### WORK ORDER A:
In the radioligand therapy excerpt, how many patients had significant (grade ≥ 3) hematologic adverse events?
### WORK ORDER B:
Give again the portion of the radioligand therapy excerpt starting with "RLT was performed" and going on through "Adverse Events v5.0.".

--- SUPPLIED PASSAGE ---

RLT was performed in 140 patients receiving a total of 497 cycles. A mean activity of 6.9 \(\pm\) 1.3 GBq ¹⁷⁷Lu-PSMA-617 per cycle was administered, and mean cumulative activity was 24.6 \(\pm\) 15.9 GBq. Hematological parameters were measured at baseline, prior to each treatment course, 2 to 4 weeks thereafter and throughout follow-up. Toxicity was graded based on Common Terminology Criteria for Adverse Events v5.0.

Results

Significant (grade ≥ 3) hematologic adverse events occurred in 13 (9.3%) patients, with anemia in 10 (7.1%), leukopenia in 5 (3.6%) and thrombocytopenia in 6 (4.3%). Hematotoxicity was reversible to grade ≤ 2 through a median follow-up of 8 (IQR 9) months in all but two patients who died from disease progression within less than 3 months after RLT. Myelosuppression was significantly more frequent in patients with pre-existing grade 2 cytopenia (OR: 3.50, 95%CI 1.08–11.32, p = 0.04) or high bone tumor burden (disseminated or diffuse based on PROMISE miTNM, OR: 5.08, 95%CI 1.08–23.86, p = 0.04). Previous taxane-based chemotherapy was associated with an increased incidence of significant hematotoxicity (OR: 4.62, 95%CI 1.23–17.28, p = 0.02), while treatment with ²²³Ra-dichloride, cumulative RLT treatment activity and activity per cycle were not significantly correlated (p = 0.93, 0.33, 0.29).

--- SOURCE MATERIAL ---

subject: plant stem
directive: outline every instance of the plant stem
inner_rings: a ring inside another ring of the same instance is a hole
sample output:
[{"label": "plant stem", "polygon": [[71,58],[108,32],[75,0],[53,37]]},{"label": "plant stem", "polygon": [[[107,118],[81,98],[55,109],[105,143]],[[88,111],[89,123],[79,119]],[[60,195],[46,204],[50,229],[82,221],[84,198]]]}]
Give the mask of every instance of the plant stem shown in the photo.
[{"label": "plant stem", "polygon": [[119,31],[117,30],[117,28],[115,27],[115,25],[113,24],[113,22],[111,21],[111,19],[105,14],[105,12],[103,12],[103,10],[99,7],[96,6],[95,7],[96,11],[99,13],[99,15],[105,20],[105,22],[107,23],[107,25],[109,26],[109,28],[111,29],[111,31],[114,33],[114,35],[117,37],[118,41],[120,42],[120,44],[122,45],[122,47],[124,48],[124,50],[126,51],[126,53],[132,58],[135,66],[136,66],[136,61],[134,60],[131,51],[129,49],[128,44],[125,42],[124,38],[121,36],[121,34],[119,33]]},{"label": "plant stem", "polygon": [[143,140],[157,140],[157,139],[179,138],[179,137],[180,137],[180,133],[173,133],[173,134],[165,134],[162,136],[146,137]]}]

---

### TASK RESULT A:
13 patients (9.3%).

### TASK RESULT B:
RLT was performed in 140 patients receiving a total of 497 cycles. A mean activity of 6.9 \(\pm\) 1.3 GBq ¹⁷⁷Lu-PSMA-617 per cycle was administered, and mean cumulative activity was 24.6 \(\pm\) 15.9 GBq. Hematological parameters were measured at baseline, prior to each treatment course, 2 to 4 weeks thereafter and throughout follow-up. Toxicity was graded based on Common Terminology Criteria for Adverse Events v5.0.